■ Exercise requirements: Only an exact repetition of the lines from the one that holds "the traffic light." to the end of the records is wanted.
-- The data follows --
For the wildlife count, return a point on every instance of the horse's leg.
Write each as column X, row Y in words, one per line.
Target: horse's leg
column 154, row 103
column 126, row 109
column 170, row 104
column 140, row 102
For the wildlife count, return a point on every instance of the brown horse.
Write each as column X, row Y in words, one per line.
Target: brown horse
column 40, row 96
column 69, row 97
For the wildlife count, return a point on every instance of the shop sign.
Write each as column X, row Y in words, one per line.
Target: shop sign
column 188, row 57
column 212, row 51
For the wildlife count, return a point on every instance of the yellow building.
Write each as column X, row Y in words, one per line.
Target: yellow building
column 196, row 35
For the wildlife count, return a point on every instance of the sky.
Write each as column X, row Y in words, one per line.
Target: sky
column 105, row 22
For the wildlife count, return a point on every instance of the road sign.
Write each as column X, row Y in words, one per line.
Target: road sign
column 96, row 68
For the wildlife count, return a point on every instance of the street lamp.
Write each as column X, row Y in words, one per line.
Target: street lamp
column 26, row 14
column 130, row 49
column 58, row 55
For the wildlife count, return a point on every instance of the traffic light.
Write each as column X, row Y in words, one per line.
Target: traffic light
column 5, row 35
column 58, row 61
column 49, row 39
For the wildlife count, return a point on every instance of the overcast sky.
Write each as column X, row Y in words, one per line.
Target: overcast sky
-- The data concluded --
■ Exercise response:
For the wildlife count, return a point on every instance of the traffic light.
Write each as column X, row Y in words, one per line.
Target: traffic light
column 5, row 35
column 58, row 61
column 49, row 39
For the wildlife count, return a point on every instance of the overcast sky.
Write each as column X, row Y in words, one per line.
Target: overcast sky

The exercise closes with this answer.